● EXERCISE INSTRUCTIONS
Which lines in the records below contain the string "barber"? Return every such line, treating uppercase and lowercase as different.

Object location annotation data
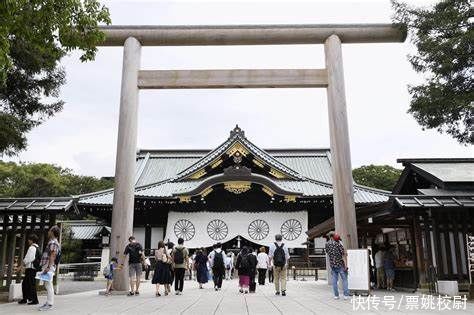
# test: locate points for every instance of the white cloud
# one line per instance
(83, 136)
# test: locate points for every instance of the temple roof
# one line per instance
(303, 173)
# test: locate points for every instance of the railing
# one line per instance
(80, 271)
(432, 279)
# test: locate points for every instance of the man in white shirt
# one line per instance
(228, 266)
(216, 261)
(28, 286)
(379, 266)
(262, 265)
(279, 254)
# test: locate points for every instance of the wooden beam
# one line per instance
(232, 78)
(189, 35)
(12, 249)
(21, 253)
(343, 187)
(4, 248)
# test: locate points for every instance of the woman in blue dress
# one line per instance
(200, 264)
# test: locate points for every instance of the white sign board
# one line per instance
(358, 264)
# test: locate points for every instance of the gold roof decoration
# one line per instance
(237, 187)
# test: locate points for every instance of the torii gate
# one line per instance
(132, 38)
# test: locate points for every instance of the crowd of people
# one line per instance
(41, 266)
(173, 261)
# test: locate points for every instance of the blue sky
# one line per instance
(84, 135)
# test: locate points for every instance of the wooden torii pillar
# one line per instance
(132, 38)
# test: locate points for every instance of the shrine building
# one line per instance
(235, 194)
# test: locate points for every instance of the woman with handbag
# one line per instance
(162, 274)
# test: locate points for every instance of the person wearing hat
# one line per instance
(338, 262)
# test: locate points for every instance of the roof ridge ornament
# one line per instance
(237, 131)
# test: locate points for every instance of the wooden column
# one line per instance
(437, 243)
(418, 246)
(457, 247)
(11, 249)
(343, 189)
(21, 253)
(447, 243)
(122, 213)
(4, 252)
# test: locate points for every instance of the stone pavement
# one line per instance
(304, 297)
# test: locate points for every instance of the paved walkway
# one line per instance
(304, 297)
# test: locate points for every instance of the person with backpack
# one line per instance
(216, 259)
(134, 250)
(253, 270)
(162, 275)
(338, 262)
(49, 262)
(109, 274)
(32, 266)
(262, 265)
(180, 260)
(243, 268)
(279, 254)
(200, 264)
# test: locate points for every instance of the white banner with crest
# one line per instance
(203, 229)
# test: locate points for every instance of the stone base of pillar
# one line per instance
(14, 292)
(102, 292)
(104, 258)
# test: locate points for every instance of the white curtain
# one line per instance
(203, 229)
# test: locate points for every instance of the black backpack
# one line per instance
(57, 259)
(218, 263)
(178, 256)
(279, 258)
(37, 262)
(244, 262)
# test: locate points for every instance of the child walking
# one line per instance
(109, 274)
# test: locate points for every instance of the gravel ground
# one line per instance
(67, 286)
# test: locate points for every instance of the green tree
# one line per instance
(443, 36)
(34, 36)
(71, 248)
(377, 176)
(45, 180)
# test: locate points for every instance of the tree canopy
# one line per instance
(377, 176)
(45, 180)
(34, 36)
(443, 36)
---
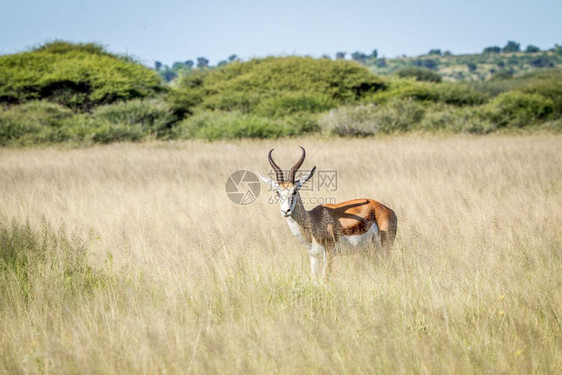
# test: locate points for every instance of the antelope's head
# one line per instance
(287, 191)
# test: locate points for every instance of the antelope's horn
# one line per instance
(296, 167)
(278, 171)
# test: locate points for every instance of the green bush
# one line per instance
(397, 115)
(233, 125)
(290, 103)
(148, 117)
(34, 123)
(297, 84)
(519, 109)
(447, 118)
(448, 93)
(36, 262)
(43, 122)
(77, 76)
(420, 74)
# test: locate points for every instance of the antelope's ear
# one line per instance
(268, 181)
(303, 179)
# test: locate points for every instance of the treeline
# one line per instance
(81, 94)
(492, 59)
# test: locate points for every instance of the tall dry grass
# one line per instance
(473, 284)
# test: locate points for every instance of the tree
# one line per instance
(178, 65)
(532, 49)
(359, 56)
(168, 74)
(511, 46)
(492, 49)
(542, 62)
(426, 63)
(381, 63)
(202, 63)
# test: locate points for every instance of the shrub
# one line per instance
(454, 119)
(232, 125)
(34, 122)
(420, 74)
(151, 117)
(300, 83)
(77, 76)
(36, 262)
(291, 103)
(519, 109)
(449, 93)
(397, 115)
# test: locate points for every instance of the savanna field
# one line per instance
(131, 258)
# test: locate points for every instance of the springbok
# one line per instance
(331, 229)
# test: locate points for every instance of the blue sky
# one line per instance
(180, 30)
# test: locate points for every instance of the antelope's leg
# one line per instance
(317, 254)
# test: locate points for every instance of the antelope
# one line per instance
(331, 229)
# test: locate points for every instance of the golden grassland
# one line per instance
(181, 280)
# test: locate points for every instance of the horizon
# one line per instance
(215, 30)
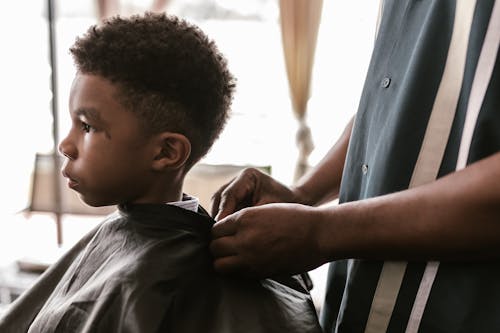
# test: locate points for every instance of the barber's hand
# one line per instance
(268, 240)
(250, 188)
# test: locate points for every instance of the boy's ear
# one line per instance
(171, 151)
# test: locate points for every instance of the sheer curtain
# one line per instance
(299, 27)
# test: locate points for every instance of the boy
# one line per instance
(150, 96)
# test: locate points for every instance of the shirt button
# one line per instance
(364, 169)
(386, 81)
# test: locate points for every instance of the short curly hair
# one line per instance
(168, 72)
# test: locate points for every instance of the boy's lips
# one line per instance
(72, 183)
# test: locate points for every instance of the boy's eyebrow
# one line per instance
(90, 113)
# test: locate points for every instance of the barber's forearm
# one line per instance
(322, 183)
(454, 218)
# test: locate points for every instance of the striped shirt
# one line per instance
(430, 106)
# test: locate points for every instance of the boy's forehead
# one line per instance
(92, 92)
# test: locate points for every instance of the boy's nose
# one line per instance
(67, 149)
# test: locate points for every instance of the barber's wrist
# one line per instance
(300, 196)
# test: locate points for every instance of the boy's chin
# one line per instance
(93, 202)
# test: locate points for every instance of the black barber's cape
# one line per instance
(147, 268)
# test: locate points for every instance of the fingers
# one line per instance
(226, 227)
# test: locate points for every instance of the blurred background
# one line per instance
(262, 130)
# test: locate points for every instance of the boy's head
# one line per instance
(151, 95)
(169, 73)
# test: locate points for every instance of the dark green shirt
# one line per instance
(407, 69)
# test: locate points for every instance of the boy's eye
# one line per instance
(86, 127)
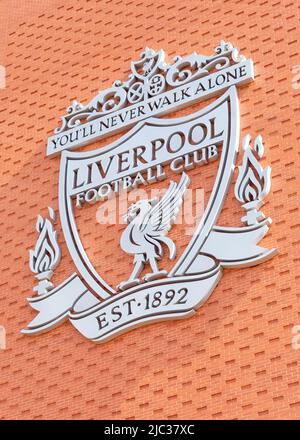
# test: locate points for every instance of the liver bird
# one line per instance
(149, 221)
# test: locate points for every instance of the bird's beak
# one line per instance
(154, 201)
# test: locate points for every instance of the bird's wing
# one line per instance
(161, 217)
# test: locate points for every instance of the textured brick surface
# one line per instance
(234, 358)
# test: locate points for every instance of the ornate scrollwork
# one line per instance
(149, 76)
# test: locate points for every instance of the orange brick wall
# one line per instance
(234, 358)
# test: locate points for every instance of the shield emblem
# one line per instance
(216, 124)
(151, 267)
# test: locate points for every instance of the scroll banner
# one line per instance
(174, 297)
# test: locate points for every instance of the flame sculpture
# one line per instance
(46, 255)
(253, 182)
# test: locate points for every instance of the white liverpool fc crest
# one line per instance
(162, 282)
==
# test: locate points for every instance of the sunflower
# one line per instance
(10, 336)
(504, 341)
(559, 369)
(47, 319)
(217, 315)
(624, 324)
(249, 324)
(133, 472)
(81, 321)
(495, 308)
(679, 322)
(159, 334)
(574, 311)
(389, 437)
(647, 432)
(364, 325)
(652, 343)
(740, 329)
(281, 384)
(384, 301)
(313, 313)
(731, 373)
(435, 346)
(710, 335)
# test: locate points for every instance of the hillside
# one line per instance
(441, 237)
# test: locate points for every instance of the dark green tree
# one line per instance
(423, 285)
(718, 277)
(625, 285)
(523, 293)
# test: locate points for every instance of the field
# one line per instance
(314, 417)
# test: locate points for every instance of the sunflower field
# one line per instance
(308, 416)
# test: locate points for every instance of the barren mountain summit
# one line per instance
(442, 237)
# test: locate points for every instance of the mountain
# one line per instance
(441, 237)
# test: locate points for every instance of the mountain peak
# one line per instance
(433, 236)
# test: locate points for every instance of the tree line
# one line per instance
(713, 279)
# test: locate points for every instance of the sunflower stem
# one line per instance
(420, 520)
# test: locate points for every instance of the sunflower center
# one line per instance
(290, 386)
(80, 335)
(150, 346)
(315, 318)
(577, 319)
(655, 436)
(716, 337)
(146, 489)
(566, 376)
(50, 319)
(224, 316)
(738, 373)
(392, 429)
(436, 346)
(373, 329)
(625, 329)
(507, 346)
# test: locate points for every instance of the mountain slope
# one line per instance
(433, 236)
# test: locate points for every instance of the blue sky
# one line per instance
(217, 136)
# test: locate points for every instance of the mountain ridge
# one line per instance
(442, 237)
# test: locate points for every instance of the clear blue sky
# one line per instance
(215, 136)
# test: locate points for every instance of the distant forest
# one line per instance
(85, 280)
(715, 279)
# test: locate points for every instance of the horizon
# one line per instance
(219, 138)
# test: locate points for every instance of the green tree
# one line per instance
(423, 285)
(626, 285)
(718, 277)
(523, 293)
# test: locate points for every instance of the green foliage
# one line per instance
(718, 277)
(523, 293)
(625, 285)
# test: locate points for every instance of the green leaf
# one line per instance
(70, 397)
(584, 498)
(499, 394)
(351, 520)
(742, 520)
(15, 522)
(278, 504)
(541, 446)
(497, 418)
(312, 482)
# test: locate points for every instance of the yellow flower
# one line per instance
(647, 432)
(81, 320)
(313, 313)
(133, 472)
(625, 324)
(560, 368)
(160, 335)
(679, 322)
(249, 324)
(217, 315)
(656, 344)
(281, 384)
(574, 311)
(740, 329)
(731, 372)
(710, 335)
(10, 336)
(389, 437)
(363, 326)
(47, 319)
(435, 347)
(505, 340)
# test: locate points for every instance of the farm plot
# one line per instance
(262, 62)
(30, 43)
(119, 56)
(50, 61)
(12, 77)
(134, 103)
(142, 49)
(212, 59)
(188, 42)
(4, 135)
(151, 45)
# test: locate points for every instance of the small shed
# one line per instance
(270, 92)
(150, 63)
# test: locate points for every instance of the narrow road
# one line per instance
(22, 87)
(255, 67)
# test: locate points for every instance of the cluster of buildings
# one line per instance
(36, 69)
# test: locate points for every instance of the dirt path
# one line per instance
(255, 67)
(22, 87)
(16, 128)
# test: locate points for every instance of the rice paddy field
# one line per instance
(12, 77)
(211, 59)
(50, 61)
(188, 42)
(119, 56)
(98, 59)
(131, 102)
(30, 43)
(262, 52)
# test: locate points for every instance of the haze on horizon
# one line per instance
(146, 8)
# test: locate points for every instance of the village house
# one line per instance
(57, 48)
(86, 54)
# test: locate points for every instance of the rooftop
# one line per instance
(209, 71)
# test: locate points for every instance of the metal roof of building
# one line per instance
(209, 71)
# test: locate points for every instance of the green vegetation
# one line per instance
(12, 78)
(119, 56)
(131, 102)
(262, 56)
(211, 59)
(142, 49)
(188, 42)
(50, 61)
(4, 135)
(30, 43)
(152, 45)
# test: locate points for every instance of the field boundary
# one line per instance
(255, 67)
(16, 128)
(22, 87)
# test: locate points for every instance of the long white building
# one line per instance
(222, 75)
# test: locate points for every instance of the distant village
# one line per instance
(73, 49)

● REPLY
# test: locate points for every instance of the barber's hand
# test: locate points for every instance of the barber's forearm
# test: locate points for every instance of the barber's wrist
# test: locate points for every instance of the black barber's cape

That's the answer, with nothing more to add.